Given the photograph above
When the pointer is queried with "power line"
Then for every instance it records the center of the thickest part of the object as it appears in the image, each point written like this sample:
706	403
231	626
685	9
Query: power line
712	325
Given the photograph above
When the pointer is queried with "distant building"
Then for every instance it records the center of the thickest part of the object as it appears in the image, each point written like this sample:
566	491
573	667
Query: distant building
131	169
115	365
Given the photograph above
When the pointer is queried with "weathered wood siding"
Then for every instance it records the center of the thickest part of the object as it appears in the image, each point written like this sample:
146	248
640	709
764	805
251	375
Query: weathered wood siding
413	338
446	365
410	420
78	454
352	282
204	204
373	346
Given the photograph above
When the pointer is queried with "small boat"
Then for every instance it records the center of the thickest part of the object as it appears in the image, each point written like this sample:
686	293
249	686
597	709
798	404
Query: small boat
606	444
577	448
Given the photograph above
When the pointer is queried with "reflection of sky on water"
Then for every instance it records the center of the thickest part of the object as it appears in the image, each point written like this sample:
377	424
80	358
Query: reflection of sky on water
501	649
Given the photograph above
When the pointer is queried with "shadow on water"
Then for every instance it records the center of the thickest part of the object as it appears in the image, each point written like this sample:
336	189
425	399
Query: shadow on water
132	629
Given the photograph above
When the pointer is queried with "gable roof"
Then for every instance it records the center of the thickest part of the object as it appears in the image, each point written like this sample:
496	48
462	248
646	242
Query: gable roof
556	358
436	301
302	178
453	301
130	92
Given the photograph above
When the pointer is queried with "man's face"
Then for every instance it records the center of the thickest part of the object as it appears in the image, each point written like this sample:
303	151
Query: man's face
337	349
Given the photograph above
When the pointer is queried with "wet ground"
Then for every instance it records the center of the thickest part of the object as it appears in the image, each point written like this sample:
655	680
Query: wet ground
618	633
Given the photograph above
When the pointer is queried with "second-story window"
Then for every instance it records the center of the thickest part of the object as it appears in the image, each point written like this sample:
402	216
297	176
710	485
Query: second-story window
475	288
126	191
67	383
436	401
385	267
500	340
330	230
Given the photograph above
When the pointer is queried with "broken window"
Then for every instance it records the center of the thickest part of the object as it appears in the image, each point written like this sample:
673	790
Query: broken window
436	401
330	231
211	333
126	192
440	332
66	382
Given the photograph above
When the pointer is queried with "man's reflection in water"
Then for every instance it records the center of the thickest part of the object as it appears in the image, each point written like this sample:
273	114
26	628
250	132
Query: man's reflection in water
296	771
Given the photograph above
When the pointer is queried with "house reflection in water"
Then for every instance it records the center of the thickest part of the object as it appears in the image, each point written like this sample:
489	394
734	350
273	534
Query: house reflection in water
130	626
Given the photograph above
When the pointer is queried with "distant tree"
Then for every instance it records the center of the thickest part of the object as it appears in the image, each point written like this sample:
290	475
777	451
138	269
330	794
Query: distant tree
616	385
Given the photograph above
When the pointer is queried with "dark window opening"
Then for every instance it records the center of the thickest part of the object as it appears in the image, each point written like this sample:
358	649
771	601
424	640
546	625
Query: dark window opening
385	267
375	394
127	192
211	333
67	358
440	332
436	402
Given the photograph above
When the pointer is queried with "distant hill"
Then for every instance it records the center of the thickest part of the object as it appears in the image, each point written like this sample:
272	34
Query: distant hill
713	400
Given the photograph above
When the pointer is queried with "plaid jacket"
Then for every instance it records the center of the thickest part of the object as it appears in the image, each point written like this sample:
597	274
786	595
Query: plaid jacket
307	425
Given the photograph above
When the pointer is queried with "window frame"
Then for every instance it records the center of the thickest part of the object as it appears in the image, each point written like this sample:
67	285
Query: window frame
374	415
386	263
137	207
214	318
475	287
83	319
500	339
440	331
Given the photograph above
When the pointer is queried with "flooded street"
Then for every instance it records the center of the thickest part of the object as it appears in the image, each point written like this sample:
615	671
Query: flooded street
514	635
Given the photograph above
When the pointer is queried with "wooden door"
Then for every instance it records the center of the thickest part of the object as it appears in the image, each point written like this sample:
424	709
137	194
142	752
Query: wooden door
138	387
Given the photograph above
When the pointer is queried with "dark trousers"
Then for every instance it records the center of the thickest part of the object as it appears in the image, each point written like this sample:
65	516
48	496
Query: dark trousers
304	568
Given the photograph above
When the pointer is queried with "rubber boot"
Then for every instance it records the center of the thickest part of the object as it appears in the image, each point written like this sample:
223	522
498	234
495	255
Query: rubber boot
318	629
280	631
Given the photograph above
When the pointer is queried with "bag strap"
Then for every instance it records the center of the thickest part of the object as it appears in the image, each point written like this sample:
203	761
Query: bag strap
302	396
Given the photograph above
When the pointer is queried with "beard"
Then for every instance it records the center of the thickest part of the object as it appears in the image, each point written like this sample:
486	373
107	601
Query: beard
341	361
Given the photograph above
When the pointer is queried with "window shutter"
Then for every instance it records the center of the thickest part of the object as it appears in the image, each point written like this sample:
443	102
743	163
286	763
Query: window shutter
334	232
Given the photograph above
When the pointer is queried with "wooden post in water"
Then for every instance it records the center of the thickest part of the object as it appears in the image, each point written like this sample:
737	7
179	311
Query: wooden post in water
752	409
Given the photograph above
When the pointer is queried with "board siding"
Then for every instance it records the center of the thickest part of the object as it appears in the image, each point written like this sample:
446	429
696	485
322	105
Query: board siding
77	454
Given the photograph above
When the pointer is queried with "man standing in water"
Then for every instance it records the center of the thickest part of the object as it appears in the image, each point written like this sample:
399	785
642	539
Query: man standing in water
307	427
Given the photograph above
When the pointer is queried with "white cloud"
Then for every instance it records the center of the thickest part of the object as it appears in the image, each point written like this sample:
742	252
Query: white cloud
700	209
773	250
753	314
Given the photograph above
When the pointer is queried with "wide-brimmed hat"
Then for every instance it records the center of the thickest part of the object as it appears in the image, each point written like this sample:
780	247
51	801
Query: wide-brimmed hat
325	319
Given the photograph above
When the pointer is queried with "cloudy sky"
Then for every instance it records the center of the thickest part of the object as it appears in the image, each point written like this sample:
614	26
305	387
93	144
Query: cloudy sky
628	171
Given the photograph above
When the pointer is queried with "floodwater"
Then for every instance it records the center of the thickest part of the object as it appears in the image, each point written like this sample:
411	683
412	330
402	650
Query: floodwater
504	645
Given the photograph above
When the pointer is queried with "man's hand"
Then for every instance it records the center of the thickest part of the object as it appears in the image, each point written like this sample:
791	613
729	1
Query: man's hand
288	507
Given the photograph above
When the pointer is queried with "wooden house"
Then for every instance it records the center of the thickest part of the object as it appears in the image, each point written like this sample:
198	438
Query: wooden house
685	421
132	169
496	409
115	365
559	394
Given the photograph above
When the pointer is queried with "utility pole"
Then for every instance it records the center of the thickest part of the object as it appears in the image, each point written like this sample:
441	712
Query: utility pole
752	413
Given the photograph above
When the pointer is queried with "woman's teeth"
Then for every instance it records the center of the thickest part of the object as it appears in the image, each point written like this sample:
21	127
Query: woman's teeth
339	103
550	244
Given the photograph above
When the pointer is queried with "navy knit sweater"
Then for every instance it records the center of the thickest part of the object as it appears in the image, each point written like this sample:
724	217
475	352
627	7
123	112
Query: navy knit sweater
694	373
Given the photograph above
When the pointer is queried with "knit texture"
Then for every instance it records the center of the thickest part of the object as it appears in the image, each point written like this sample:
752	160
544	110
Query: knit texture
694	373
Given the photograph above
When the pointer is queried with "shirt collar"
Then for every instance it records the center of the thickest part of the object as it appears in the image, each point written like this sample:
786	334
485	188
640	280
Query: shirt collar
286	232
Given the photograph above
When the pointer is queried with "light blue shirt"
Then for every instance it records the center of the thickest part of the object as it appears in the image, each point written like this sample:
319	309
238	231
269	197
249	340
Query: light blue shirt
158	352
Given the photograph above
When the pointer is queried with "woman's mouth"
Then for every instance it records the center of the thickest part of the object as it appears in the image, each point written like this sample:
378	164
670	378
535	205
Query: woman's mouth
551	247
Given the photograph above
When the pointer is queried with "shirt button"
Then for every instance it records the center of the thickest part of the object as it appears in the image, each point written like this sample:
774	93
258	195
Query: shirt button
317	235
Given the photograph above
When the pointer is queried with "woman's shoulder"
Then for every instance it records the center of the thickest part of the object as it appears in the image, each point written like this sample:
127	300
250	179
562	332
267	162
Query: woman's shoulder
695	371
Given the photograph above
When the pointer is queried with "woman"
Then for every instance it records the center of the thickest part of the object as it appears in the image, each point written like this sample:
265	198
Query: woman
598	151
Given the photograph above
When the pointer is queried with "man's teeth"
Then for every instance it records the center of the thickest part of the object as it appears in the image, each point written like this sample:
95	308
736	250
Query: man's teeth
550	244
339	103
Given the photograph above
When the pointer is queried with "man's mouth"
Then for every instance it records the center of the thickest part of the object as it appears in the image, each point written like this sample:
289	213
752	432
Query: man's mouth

----------------

TASK TO COMPLETE:
Pick out every row above that contains the word "small", and copy each of those rows in full.

TASK RESULT:
When the pointer is queried with "small boat"
Query: small boat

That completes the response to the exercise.